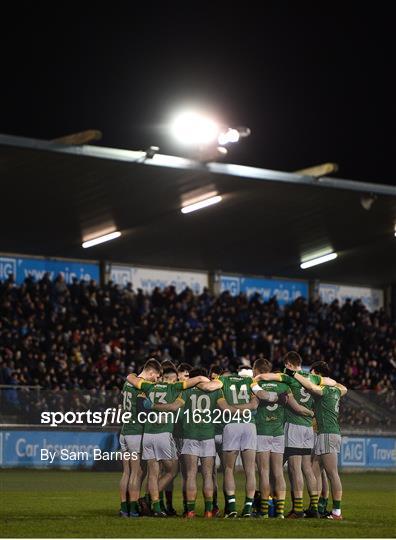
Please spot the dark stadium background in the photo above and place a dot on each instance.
(314, 83)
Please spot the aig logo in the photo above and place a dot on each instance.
(7, 267)
(121, 275)
(353, 451)
(230, 284)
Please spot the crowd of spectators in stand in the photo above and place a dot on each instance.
(82, 339)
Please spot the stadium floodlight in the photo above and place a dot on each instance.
(318, 260)
(229, 136)
(193, 128)
(101, 239)
(200, 204)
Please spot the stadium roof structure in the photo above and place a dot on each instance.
(54, 195)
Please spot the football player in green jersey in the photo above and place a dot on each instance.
(270, 437)
(183, 373)
(131, 442)
(215, 372)
(199, 443)
(159, 449)
(328, 444)
(239, 437)
(299, 436)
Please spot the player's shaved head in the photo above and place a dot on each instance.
(293, 359)
(215, 371)
(151, 370)
(152, 364)
(321, 368)
(169, 373)
(196, 372)
(262, 365)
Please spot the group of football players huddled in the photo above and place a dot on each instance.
(186, 419)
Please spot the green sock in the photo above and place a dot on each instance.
(156, 506)
(208, 505)
(298, 504)
(322, 505)
(162, 504)
(248, 505)
(280, 507)
(230, 504)
(313, 504)
(264, 506)
(134, 507)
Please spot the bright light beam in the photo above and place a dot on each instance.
(101, 239)
(193, 128)
(201, 204)
(318, 260)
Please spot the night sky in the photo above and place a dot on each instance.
(312, 80)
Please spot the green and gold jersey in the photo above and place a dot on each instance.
(129, 396)
(302, 396)
(326, 408)
(270, 417)
(199, 415)
(236, 391)
(162, 393)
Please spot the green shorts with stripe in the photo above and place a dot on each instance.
(327, 443)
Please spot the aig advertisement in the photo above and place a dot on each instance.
(149, 278)
(59, 449)
(368, 452)
(24, 267)
(284, 290)
(373, 299)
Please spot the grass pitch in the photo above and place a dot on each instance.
(85, 504)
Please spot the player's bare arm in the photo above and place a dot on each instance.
(210, 386)
(269, 377)
(296, 407)
(189, 383)
(328, 381)
(309, 385)
(134, 380)
(168, 407)
(343, 389)
(264, 395)
(250, 406)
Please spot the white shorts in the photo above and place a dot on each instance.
(179, 445)
(267, 443)
(158, 446)
(239, 437)
(131, 443)
(193, 447)
(327, 443)
(300, 437)
(219, 443)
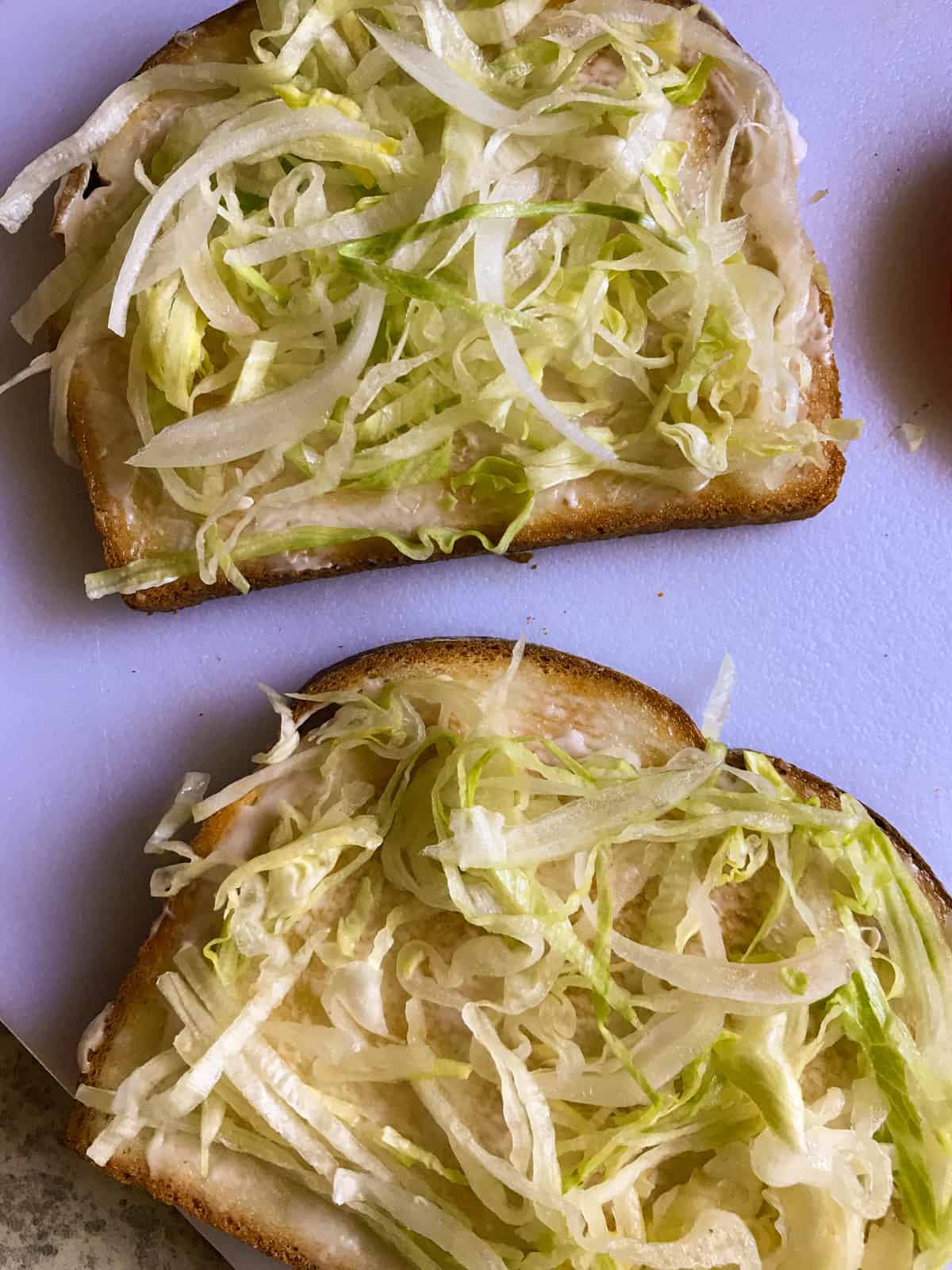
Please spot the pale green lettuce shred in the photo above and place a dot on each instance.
(530, 1009)
(624, 330)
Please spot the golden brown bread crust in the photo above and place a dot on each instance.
(474, 658)
(725, 502)
(562, 673)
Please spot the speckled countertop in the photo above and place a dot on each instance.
(59, 1212)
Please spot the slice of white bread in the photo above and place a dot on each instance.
(554, 695)
(133, 521)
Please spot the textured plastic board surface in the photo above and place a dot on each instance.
(839, 626)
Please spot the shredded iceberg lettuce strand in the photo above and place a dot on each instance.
(408, 239)
(533, 1011)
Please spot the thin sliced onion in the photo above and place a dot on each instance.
(278, 419)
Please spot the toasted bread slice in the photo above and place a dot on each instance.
(133, 521)
(554, 695)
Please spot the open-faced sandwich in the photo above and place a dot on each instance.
(348, 285)
(494, 963)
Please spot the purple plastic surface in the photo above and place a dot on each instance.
(839, 626)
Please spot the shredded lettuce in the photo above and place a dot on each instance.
(530, 1009)
(467, 219)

Directions for this task: Return all of the records above verbatim, leaving out the pictures.

The response:
Please spot the dark stadium background in the photo above and place a dot on each instance.
(314, 83)
Please spot the aig logo in the photo above and place a dot on each instance.
(7, 267)
(121, 275)
(353, 451)
(230, 284)
Please spot the crowd of spectators in stand in the photo above and place a dot on each instance.
(82, 339)
Please spot the stadium floodlight in the photo above and place a dot on each instance.
(318, 260)
(229, 136)
(193, 128)
(101, 239)
(200, 204)
Please spot the stadium roof structure in the photo above and place a dot on each instance.
(54, 195)
Please spot the football player in green jersey in the photo above and place a dot on each instance.
(270, 437)
(183, 373)
(131, 442)
(215, 372)
(199, 443)
(159, 449)
(328, 444)
(239, 437)
(299, 436)
Please spot the player's shaved head in the photo above and place a dot on each instance.
(293, 359)
(215, 371)
(151, 370)
(152, 364)
(321, 368)
(169, 373)
(196, 372)
(262, 365)
Please spot the group of football players huddled in the photo above and place a dot on each instance.
(186, 419)
Please spot the green sock in the photo above and place a dot on each instance.
(156, 506)
(208, 505)
(298, 504)
(322, 505)
(162, 504)
(248, 505)
(280, 507)
(230, 504)
(313, 504)
(264, 506)
(134, 507)
Please spot the bright light beam in the photo above and place a dot on each instance.
(101, 239)
(193, 128)
(201, 204)
(318, 260)
Please spot the night sky in the photo above and place a dot on each instance.
(312, 80)
Please spot the green and gold jersey in the photo above and place a dot on each instance.
(129, 396)
(302, 396)
(326, 408)
(270, 417)
(199, 415)
(236, 391)
(162, 393)
Please spot the green shorts with stripe in the photo above and place a dot on each instance.
(327, 443)
Please spot the aig advertisement in the photo above and place a dot on each instance.
(149, 278)
(59, 449)
(368, 452)
(24, 267)
(284, 290)
(373, 299)
Please spot the grass pitch in the photo above and place a dot on each instance.
(85, 504)
Please spot the player's bare arm in the photo above and place a dot on each instance.
(210, 386)
(269, 377)
(296, 407)
(189, 383)
(328, 381)
(309, 385)
(134, 380)
(168, 407)
(343, 389)
(264, 395)
(250, 406)
Please spot the white shorts in the photo above and place a dot on each instance.
(179, 445)
(267, 443)
(158, 446)
(239, 437)
(131, 443)
(193, 447)
(327, 443)
(300, 437)
(219, 443)
Please spot the pale green lettuce shred in the photo above and place a dot on each instance.
(530, 1009)
(624, 330)
Please spot the golden brown bread crust in the photo above and place a dot on each instance.
(474, 658)
(725, 502)
(562, 673)
Please spot the speckled countertop in the photo above and place a dot on each instance.
(59, 1212)
Please spot the slice of white bread in the photo above and place a dot on each instance.
(554, 695)
(133, 521)
Please spot the textured plastic board surface in the photo above and place a dot on each instance.
(839, 626)
Please spot the shredded iceberg lettuce strand in the photo above and place a dot on each instance.
(408, 239)
(533, 1011)
Please spot the thin sliced onion in the photo above and place a dot on each instance.
(278, 419)
Please spot the toasted bread slice in the photo above and place a dot on each instance.
(133, 521)
(554, 695)
Please spot the open-faced sandwich in the photo above and place a dot on each instance.
(348, 285)
(494, 963)
Please spot the purple plastic surface in the photo above and place a dot on each instance.
(839, 626)
Please spot the shredded lettuce in the photo above and place a dot on each instance.
(530, 1009)
(467, 219)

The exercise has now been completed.